----- Records for this exercise -----
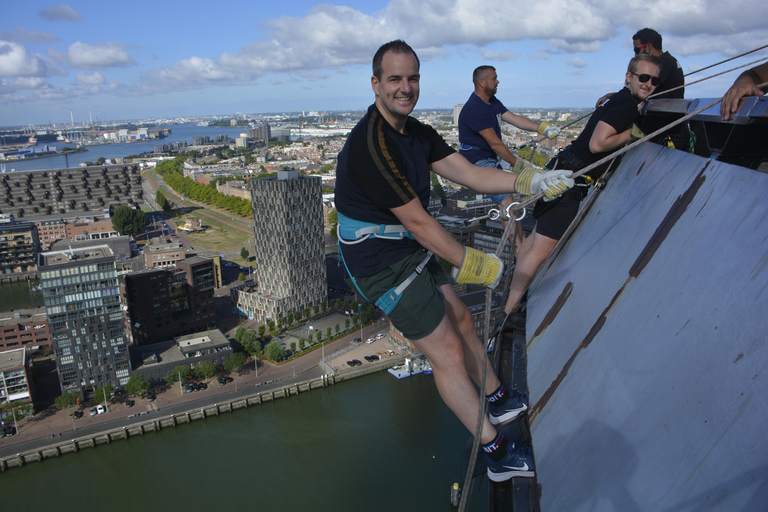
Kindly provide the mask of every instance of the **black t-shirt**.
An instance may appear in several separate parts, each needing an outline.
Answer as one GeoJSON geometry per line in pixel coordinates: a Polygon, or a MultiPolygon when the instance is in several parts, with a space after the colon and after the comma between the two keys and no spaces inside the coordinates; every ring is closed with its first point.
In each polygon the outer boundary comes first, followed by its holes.
{"type": "MultiPolygon", "coordinates": [[[[336,167],[336,208],[352,219],[400,224],[390,208],[418,198],[429,204],[429,166],[455,151],[431,126],[409,117],[406,135],[393,129],[371,105],[349,134],[336,167]]],[[[353,276],[369,276],[420,249],[413,239],[371,238],[341,244],[353,276]]]]}
{"type": "Polygon", "coordinates": [[[676,58],[671,56],[669,52],[664,52],[661,54],[661,57],[659,57],[659,60],[661,60],[661,70],[659,71],[659,79],[661,80],[661,83],[654,91],[653,99],[684,97],[685,88],[668,92],[666,94],[659,94],[685,84],[683,68],[680,67],[680,63],[677,62],[676,58]],[[659,95],[656,96],[657,94],[659,95]]]}
{"type": "MultiPolygon", "coordinates": [[[[574,154],[585,164],[597,162],[601,158],[605,158],[610,155],[616,149],[610,151],[603,151],[601,153],[592,153],[589,150],[589,139],[592,138],[592,134],[595,131],[597,123],[604,121],[611,125],[617,133],[621,133],[630,127],[637,119],[637,100],[629,92],[629,89],[624,87],[622,90],[610,96],[601,106],[599,106],[592,117],[589,119],[584,131],[573,141],[571,150],[574,154]]],[[[601,165],[595,169],[592,169],[587,174],[592,178],[599,178],[608,167],[607,164],[601,165]]]]}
-----
§ **Work instruction**
Leave out the pictures and repeat exactly the lines from the start of the material through the line that contains "Answer as one", both included.

§ **Task output**
Kindly provide the mask of every instance of the **black t-shirt**.
An instance may appear in several separate parts, each needing an outline.
Answer as one GeoJSON geometry per line in pixel coordinates: a Polygon, or a MultiPolygon when the instance is in several parts, with a space after the colon and after the comma between the two keys and no spaces inside the coordinates; every ring is closed with its first point.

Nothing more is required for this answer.